* Begin INPUT ROWS *

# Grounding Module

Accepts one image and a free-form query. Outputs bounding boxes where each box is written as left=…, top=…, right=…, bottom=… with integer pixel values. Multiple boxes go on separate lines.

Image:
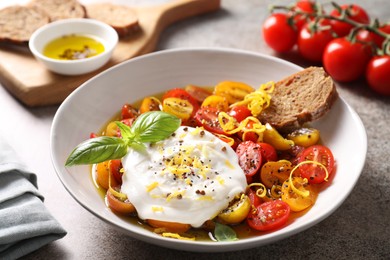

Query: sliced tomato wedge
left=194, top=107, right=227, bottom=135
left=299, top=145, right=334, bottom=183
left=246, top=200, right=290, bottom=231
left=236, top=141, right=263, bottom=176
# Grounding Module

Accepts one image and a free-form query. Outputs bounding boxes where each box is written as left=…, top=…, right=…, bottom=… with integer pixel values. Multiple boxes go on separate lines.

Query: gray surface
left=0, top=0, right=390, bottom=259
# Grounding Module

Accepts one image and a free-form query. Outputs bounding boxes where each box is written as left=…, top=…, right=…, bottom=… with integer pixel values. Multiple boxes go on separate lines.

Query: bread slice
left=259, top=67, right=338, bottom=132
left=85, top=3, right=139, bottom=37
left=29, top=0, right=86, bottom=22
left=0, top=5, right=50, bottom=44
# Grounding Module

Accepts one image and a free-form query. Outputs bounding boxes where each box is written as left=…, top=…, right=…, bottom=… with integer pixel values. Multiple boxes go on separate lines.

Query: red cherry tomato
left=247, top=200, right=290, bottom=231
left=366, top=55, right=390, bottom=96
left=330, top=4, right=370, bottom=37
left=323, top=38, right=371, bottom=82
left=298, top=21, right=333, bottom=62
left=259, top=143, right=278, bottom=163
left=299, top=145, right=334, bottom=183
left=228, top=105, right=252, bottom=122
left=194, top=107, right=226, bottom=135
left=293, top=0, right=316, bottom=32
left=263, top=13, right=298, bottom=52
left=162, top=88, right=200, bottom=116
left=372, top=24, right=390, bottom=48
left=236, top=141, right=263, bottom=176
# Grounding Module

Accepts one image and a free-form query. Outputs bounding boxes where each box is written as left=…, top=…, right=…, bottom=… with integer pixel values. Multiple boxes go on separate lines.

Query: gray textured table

* End INPUT ROWS *

- STATED GOAL: Rewrite all the items above, swapping "Grounding Module" for "Localization Module" and leaving everything else the same. Omit the pictures.

- CORRECT ANSWER:
# Localization Module

Accepts one image and a free-form query. Outputs bounding boxes where each box is written as left=…, top=…, right=…, bottom=… with integer pixel values. Multiple boxes go on separate lines.

Image:

Query: sliced tomato wedge
left=194, top=107, right=227, bottom=135
left=299, top=145, right=334, bottom=183
left=246, top=200, right=290, bottom=231
left=236, top=141, right=263, bottom=176
# Localization Module

Accepts one image and a free-form query. Outputs bounding boxes where each box is written as left=…, top=…, right=…, bottom=… with integer pixel values. Multiple boxes go on separate lines.

Query: gray surface
left=0, top=0, right=390, bottom=259
# Localization Module

Accepts one image and a free-form query. Outputs bounding boxes where each box is written as left=…, top=…, right=…, bottom=… with integer pixel values. Multiple boxes go on separate lines.

Query: bread slice
left=259, top=67, right=338, bottom=132
left=85, top=3, right=139, bottom=37
left=29, top=0, right=86, bottom=22
left=0, top=5, right=50, bottom=44
# Localization Module

Accepts one image and a free-form query. Outputs bounding boxes where each box is written as left=…, top=…, right=…, bottom=… with integer pixel values. Multiple boxes go on separate lines.

Query: red cherry tomato
left=247, top=200, right=290, bottom=231
left=366, top=55, right=390, bottom=96
left=330, top=4, right=370, bottom=37
left=323, top=38, right=371, bottom=82
left=298, top=21, right=333, bottom=62
left=259, top=143, right=278, bottom=163
left=299, top=145, right=334, bottom=183
left=228, top=105, right=252, bottom=122
left=194, top=107, right=226, bottom=135
left=293, top=0, right=316, bottom=32
left=263, top=13, right=298, bottom=52
left=162, top=88, right=200, bottom=116
left=372, top=24, right=390, bottom=48
left=236, top=141, right=263, bottom=176
# Localization Module

Accepts one image and a free-form query. Outputs bounding boxes where each box is written as left=…, top=…, right=…, bottom=… with integer pixel values. Multiple boxes go on separate lines.

Query: gray textured table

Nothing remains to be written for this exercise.